*What is required*.
Copy every record that follows, word for word.

*** Data for this exercise Section Begins ***

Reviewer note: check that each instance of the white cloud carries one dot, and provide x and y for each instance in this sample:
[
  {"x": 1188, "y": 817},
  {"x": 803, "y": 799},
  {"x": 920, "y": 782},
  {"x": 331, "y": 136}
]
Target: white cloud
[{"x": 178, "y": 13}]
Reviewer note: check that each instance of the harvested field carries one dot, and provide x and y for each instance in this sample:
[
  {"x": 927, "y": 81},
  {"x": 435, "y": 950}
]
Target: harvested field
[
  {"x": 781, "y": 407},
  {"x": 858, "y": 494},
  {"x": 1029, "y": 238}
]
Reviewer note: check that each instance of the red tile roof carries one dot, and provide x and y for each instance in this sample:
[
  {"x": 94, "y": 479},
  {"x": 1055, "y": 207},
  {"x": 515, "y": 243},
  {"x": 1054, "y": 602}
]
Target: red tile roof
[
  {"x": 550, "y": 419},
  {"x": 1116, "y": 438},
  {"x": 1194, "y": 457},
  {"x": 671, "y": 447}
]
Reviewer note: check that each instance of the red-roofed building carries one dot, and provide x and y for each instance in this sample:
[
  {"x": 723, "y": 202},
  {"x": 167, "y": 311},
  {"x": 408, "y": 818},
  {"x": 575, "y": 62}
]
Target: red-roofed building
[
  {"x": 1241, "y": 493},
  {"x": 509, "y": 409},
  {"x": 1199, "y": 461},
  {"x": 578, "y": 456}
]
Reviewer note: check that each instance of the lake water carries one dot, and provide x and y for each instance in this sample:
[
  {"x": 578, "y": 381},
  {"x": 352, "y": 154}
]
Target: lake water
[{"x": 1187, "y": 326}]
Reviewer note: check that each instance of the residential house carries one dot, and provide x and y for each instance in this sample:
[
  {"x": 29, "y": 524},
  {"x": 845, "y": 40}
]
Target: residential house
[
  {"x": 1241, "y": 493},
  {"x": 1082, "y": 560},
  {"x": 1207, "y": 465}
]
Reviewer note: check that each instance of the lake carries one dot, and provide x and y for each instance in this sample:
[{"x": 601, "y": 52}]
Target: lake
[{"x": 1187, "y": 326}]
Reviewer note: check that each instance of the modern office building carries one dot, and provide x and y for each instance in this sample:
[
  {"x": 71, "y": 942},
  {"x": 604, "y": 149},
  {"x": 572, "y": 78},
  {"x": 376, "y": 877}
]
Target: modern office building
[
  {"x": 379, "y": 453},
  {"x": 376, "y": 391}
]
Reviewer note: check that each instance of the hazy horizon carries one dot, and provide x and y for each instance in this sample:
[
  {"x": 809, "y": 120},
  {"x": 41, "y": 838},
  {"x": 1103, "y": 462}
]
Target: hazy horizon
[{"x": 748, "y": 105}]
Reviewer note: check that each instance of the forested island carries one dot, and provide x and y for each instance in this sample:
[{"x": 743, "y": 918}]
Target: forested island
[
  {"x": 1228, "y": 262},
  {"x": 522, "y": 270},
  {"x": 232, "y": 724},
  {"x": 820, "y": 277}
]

*** Data for this exercise Section Ends ***

*Response box*.
Reviewer note: check that each instance of the white cloud carries one dot, and provide x and y for each instance in this sample:
[
  {"x": 1188, "y": 817},
  {"x": 803, "y": 799},
  {"x": 920, "y": 782},
  {"x": 331, "y": 136}
]
Target: white cloud
[{"x": 178, "y": 13}]
Reviewer note: check that each instance of the harvested field carries one dot, and provide x and y for each instance in this sample:
[
  {"x": 927, "y": 81},
  {"x": 435, "y": 950}
]
Target: harvested field
[
  {"x": 781, "y": 407},
  {"x": 858, "y": 494},
  {"x": 1029, "y": 238}
]
Reviewer note: check that each instance of the red tile roof carries one dot, and provide x and y for each instance in this sample:
[
  {"x": 94, "y": 479},
  {"x": 1055, "y": 207},
  {"x": 515, "y": 243},
  {"x": 1054, "y": 602}
]
Target: red tile roof
[
  {"x": 550, "y": 419},
  {"x": 1116, "y": 438},
  {"x": 1194, "y": 457},
  {"x": 671, "y": 447}
]
Reviewer note: check that each instance of the red-roofed building carries one dot, and provide x and y for each instance in this sample:
[
  {"x": 723, "y": 202},
  {"x": 167, "y": 311},
  {"x": 408, "y": 818},
  {"x": 575, "y": 62}
]
Target: red-roofed building
[
  {"x": 1241, "y": 493},
  {"x": 509, "y": 409},
  {"x": 1199, "y": 461},
  {"x": 578, "y": 456}
]
Reviewer note: check that each instance of the lake water carries one dot, and provide x and y for each instance in this sample:
[
  {"x": 578, "y": 381},
  {"x": 352, "y": 154}
]
Target: lake water
[{"x": 1187, "y": 326}]
Reviewer note: check that each instance of the residential house carries one dot, and provide x and y for each instance in this sample:
[
  {"x": 29, "y": 524},
  {"x": 845, "y": 40}
]
Target: residential house
[
  {"x": 1241, "y": 493},
  {"x": 1082, "y": 560},
  {"x": 1207, "y": 465}
]
Reviewer note: check that each instance of the lake carries one dot, and provide x and y for each instance in this sample:
[{"x": 601, "y": 52}]
Target: lake
[{"x": 1187, "y": 326}]
Reviewer note: check that each instance of the modern office building carries one dot, and provide x and y for each instance in this sample:
[
  {"x": 71, "y": 942},
  {"x": 604, "y": 149},
  {"x": 572, "y": 78},
  {"x": 376, "y": 877}
]
Target: modern office building
[
  {"x": 379, "y": 453},
  {"x": 376, "y": 391}
]
Reviewer note: check that each instance of the hazy horizon carries one dot, and provide x and y for each instance in this sample:
[
  {"x": 809, "y": 120},
  {"x": 41, "y": 838},
  {"x": 1103, "y": 462}
]
Target: hazy horizon
[{"x": 748, "y": 105}]
Reviewer note: check that each instance of the forested island carries one dot, and provide x and y for each instance in this sample:
[{"x": 743, "y": 918}]
Target: forested island
[
  {"x": 1228, "y": 262},
  {"x": 522, "y": 270},
  {"x": 232, "y": 724},
  {"x": 820, "y": 277}
]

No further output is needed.